[Short problem]: In the records below, copy every line in the stretch from the line containing "Every instance of the racing helmet" through the line containing "x=302 y=137", with the requests kept. Add 118 to each x and y coordinate in the answers.

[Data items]
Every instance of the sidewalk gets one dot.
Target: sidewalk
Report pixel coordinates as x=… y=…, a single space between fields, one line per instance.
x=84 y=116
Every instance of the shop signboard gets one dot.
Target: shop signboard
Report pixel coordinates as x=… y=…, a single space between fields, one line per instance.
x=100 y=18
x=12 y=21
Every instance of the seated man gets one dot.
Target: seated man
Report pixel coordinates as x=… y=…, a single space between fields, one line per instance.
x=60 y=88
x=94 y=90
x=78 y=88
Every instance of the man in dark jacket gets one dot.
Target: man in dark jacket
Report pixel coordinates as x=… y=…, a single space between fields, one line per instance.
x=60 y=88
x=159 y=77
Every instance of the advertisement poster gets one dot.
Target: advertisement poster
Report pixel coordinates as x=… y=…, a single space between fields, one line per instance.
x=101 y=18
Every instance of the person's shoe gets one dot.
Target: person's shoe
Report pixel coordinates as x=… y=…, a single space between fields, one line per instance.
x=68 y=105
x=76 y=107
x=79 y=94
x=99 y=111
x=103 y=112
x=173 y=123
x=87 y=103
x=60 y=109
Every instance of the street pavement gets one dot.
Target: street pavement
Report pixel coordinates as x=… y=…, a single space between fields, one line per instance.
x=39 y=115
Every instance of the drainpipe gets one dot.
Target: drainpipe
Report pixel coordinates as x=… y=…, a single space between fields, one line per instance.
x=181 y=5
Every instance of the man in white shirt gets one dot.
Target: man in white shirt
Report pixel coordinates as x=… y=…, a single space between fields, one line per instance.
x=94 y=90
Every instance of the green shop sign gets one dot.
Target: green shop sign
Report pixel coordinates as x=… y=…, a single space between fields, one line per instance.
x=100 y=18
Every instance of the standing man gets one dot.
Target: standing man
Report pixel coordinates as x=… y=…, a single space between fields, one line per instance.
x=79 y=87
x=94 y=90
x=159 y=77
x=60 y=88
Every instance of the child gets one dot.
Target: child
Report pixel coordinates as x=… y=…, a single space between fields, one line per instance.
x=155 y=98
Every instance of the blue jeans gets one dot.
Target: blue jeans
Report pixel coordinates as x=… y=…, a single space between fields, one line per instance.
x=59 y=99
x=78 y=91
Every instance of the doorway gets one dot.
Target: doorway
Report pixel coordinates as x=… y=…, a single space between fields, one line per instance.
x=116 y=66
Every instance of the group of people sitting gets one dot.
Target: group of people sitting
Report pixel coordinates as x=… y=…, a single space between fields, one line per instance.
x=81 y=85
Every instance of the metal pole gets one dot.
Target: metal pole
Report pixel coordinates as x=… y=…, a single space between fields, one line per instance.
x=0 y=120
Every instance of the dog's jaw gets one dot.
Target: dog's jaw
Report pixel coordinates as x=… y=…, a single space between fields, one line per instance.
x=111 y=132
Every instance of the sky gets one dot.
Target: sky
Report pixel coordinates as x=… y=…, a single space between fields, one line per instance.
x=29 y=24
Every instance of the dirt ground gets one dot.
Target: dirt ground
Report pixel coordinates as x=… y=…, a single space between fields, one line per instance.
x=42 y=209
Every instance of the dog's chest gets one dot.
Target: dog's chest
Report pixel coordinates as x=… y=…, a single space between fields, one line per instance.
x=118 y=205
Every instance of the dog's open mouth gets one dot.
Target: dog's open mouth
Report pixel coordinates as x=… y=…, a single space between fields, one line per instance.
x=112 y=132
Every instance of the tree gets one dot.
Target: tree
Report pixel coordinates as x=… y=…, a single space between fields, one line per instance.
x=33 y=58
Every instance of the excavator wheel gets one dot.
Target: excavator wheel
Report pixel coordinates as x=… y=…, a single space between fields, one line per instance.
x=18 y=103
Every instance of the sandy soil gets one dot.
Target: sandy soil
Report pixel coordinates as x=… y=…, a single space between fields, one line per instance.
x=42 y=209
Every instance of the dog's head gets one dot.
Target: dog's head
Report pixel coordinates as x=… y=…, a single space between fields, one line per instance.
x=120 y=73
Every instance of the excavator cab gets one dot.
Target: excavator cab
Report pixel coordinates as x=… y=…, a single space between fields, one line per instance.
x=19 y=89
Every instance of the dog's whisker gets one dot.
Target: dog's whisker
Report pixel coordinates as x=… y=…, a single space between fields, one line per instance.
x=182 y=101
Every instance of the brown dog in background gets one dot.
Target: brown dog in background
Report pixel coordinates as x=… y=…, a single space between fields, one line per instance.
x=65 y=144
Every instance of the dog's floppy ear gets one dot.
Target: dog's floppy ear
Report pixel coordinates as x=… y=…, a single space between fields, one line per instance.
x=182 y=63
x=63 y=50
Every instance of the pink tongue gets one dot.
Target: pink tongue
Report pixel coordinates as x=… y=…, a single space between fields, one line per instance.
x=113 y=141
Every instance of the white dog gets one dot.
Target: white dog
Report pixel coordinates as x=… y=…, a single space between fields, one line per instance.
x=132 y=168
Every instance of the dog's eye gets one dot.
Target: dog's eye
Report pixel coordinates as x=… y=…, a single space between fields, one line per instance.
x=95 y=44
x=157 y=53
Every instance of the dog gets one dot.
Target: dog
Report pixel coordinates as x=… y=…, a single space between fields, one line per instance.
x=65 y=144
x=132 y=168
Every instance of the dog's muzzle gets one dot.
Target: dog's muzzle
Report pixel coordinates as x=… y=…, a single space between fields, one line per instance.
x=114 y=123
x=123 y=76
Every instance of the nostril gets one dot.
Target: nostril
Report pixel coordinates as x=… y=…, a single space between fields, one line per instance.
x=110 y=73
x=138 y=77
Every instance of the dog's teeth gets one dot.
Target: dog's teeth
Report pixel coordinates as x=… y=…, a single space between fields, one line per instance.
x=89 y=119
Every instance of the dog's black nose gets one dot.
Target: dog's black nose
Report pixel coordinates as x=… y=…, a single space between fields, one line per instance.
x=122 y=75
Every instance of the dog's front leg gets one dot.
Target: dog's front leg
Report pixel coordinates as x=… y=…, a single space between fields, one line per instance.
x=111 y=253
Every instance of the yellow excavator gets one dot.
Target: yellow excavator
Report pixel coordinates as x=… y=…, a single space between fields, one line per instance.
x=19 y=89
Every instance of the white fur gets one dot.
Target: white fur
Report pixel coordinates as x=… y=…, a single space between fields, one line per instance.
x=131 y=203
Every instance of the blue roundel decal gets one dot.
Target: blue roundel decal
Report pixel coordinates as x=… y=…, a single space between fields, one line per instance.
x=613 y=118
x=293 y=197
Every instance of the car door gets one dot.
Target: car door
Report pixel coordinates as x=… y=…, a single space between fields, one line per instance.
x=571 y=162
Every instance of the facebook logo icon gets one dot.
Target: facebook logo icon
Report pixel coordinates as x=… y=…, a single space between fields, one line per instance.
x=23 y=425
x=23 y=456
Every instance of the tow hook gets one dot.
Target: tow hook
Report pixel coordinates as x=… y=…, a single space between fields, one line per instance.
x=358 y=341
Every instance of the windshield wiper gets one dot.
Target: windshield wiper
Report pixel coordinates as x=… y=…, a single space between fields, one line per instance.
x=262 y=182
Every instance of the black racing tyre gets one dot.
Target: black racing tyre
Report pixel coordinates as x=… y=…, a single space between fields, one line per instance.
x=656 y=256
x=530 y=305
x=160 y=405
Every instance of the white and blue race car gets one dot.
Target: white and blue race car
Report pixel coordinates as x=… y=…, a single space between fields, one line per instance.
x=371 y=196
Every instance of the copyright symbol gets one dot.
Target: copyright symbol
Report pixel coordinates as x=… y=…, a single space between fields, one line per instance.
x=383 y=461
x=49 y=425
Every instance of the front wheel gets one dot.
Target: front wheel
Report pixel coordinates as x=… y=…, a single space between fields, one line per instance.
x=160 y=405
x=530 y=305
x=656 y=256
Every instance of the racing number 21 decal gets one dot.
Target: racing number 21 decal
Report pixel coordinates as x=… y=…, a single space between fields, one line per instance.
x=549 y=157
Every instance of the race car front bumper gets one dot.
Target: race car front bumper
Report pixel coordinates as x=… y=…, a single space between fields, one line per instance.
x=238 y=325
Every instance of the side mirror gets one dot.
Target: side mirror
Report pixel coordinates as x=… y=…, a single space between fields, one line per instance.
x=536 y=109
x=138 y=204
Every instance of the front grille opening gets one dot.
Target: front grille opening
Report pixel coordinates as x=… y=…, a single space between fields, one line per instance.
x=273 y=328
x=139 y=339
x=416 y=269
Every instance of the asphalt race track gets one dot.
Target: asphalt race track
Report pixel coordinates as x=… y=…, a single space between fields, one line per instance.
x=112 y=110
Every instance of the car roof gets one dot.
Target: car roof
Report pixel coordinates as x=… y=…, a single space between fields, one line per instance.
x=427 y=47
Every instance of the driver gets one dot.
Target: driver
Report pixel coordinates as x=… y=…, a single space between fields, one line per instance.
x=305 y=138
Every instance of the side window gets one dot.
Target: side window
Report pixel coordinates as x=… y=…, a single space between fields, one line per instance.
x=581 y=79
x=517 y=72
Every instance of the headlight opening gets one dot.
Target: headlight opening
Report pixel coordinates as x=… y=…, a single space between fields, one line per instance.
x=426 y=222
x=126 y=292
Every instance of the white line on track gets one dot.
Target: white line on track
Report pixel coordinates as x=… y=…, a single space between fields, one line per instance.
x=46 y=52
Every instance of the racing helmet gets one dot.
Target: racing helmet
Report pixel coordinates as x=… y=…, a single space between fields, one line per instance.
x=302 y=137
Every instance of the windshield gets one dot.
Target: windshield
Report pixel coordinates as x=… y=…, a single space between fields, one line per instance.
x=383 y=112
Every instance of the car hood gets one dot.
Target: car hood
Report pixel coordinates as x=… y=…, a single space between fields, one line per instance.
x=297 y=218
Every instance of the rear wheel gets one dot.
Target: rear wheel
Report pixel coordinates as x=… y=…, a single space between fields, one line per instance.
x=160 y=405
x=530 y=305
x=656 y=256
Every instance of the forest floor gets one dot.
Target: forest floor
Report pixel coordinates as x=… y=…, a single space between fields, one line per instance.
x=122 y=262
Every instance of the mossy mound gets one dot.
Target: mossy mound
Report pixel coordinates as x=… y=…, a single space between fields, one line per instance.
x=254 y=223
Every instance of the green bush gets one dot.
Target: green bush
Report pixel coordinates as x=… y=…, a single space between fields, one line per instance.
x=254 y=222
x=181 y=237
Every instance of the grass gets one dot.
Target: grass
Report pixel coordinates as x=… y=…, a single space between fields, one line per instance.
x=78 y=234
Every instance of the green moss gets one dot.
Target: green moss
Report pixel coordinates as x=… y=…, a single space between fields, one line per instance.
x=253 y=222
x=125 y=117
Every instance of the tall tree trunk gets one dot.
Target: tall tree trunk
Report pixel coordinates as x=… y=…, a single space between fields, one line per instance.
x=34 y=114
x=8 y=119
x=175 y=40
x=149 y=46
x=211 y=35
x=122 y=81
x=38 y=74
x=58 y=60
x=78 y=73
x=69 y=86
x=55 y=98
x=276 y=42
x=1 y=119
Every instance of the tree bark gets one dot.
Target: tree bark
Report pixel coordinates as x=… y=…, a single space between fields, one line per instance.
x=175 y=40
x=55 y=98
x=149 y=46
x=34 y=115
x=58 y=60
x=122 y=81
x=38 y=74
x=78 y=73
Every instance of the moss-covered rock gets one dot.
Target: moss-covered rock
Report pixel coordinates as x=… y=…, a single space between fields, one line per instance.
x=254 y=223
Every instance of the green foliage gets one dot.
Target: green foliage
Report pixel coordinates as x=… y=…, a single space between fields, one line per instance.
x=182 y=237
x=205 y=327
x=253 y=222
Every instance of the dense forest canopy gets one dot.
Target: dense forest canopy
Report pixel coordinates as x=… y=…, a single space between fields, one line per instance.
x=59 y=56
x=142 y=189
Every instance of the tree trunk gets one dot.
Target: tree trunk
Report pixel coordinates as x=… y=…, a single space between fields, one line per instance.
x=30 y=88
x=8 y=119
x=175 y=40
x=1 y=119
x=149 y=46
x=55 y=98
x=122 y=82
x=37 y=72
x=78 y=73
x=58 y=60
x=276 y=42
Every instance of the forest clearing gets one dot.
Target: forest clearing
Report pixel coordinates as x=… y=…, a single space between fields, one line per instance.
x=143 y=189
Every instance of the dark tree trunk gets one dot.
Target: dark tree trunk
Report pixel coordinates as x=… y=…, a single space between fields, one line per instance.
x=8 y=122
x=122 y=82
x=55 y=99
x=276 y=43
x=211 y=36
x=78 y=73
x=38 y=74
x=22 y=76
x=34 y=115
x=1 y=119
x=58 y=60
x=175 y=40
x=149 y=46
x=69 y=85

[Output for this exercise]:
Every instance of the racing helmet gets one dot.
Target: racing helmet
Report pixel coordinates as x=… y=…, a single space between fields, one line per instance.
x=420 y=255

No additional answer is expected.